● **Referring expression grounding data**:
════════════════

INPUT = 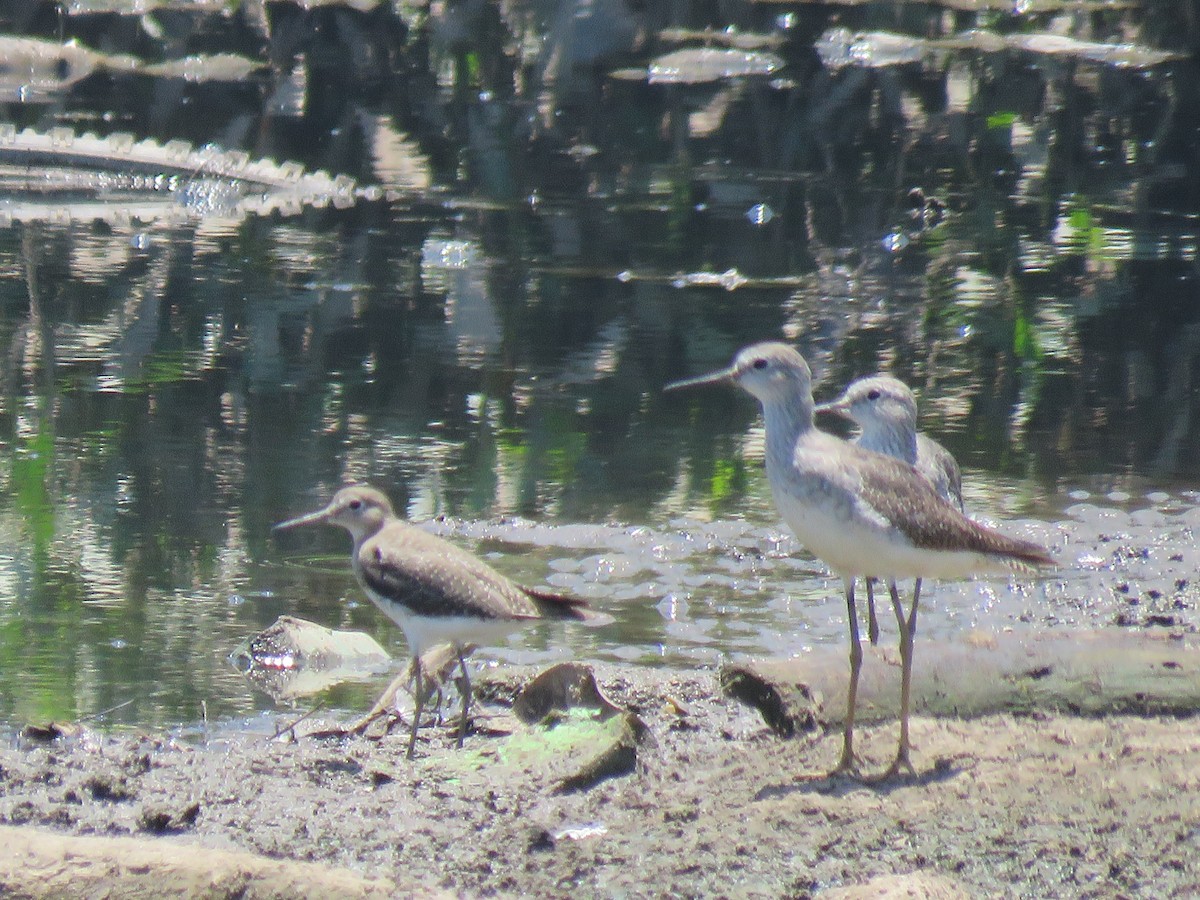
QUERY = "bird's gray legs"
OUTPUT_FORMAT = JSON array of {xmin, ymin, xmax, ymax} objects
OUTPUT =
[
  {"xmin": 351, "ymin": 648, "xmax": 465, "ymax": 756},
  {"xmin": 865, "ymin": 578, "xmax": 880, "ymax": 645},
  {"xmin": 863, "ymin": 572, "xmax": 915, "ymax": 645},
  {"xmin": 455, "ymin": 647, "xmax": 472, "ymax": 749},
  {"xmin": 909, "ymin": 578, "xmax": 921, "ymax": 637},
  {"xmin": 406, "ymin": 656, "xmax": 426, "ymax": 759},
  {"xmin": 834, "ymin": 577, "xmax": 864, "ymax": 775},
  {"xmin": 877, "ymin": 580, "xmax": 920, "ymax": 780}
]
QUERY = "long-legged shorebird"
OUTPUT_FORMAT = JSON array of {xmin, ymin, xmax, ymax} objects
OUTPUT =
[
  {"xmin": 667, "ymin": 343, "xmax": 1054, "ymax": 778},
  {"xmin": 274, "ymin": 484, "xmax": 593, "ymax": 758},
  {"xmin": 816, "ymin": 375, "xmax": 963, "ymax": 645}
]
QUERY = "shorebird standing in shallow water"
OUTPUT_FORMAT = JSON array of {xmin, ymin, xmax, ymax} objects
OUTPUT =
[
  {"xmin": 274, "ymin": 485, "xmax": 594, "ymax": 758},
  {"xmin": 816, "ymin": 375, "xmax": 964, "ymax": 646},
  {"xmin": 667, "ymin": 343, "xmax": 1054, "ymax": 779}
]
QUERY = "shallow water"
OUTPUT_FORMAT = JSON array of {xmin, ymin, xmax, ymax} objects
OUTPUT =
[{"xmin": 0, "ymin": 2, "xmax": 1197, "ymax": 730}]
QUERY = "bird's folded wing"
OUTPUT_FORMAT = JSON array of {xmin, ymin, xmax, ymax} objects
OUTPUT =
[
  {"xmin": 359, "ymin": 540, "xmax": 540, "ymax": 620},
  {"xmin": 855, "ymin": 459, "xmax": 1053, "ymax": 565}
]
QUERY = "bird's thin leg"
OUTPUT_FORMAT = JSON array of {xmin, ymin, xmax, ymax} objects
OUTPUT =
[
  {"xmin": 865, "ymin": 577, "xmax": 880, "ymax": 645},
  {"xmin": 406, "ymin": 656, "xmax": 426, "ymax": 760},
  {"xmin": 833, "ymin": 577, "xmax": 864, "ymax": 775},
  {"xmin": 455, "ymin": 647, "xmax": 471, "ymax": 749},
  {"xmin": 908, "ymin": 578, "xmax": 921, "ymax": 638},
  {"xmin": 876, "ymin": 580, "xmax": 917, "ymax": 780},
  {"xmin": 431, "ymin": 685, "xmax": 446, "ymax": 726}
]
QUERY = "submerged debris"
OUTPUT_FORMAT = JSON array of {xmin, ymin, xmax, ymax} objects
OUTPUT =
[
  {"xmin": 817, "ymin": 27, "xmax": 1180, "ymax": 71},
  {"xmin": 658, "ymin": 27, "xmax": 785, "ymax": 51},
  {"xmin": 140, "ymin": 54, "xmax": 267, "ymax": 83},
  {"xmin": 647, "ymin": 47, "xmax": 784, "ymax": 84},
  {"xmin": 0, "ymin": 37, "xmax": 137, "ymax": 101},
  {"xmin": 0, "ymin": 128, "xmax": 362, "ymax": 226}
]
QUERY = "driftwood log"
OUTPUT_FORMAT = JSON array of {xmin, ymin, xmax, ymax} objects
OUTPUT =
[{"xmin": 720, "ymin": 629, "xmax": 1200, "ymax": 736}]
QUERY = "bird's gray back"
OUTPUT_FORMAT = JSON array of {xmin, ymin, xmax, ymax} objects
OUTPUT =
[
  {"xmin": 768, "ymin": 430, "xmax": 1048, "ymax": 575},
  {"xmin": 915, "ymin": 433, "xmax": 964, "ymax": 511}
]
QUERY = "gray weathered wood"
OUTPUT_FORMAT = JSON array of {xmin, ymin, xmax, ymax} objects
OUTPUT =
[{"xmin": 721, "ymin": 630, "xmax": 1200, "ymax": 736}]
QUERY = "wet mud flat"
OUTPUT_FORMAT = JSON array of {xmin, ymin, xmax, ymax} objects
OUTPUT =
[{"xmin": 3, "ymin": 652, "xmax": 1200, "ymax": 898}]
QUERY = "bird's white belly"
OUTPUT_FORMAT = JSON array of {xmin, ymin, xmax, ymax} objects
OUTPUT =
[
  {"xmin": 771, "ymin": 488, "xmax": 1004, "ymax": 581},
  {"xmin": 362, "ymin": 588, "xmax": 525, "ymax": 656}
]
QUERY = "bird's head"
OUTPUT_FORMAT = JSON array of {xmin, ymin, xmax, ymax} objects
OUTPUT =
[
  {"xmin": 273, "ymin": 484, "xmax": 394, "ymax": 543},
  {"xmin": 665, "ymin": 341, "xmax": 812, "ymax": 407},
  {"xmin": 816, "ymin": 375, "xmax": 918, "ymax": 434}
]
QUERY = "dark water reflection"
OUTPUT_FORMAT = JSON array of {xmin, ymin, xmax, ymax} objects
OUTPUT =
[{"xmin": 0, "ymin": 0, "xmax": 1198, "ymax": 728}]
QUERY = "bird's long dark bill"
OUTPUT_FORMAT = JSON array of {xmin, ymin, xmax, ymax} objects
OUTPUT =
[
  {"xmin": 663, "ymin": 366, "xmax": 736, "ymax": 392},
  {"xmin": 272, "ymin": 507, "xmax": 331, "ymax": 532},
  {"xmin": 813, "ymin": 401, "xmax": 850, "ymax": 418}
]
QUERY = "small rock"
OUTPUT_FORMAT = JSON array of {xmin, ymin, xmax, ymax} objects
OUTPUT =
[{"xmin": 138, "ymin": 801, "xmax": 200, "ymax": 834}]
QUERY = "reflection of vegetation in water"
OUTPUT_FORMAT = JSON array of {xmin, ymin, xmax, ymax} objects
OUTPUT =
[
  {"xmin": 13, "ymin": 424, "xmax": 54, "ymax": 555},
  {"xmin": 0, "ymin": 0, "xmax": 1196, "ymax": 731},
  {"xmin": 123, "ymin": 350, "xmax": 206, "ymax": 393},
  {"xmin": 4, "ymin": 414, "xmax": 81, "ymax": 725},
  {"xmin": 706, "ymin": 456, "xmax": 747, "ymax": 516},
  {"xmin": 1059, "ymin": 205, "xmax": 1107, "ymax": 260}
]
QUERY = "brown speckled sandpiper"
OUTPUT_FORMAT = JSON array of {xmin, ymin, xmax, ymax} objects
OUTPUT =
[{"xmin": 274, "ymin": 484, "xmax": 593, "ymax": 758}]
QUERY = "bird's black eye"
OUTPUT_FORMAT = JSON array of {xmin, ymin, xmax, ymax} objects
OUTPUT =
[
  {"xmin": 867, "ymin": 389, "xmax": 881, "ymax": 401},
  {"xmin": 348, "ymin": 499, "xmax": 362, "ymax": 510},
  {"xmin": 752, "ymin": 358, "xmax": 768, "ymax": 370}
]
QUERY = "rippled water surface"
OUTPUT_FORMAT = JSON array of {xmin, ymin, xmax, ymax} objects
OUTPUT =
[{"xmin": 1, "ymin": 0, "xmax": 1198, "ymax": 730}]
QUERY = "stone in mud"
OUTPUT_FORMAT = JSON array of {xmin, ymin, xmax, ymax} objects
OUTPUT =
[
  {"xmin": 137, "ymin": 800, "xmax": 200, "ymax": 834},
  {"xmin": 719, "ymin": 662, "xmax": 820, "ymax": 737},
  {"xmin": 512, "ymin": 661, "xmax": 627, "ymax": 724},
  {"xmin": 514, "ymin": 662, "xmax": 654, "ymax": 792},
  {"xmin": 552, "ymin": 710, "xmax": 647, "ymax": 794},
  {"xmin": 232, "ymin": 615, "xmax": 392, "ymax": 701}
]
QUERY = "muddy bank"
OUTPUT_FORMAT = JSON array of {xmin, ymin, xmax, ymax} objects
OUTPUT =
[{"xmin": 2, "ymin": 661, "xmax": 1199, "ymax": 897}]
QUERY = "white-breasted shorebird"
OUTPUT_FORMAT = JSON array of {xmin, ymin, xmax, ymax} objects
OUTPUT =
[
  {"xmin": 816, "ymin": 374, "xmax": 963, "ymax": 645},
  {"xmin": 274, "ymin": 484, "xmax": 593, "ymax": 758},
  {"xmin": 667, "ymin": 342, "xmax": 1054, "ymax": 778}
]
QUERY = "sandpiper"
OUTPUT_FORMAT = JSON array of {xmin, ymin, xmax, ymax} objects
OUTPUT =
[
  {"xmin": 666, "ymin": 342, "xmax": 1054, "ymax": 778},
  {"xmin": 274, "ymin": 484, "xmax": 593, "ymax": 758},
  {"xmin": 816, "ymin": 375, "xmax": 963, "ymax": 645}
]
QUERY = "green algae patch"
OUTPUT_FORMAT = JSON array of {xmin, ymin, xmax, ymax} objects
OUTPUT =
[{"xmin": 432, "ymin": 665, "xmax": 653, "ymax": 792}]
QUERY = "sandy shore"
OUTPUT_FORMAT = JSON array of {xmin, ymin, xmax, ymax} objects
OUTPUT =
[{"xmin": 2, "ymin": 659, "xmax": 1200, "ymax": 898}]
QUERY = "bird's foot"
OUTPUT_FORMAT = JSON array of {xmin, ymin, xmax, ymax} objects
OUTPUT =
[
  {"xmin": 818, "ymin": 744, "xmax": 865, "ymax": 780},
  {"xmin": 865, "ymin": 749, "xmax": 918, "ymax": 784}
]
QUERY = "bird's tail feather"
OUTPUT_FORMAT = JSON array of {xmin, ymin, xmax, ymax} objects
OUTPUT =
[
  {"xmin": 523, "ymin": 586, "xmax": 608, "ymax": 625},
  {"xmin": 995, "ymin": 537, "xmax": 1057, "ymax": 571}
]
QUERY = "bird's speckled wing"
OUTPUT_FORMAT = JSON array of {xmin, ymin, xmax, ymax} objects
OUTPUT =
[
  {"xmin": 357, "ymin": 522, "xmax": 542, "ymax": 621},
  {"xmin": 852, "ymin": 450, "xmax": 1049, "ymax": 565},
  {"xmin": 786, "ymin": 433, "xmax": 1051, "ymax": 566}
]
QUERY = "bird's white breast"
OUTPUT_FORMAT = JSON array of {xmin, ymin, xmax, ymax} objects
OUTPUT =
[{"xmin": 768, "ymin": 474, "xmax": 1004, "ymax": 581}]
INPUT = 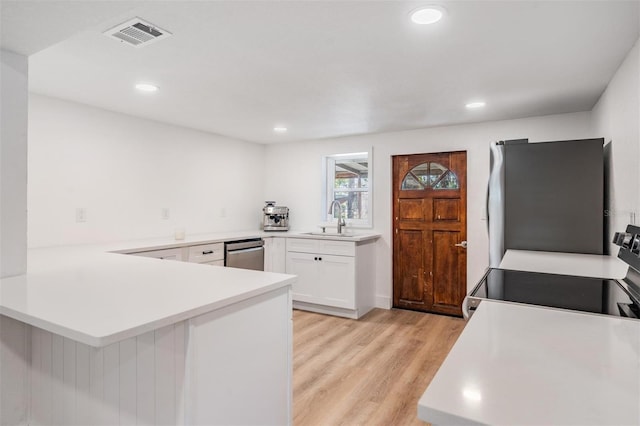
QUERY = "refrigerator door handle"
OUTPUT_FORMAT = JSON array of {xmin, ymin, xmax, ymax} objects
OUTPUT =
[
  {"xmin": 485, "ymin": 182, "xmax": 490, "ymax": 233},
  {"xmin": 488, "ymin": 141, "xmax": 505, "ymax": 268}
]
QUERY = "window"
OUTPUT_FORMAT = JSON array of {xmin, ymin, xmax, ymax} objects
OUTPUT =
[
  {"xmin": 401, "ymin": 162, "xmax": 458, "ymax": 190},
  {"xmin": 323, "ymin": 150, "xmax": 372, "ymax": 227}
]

════════════════

● **What to work on**:
Tally the lines above in which the string "shallow" occurs, and give the total with nothing added.

● **Answer for this exercise**:
2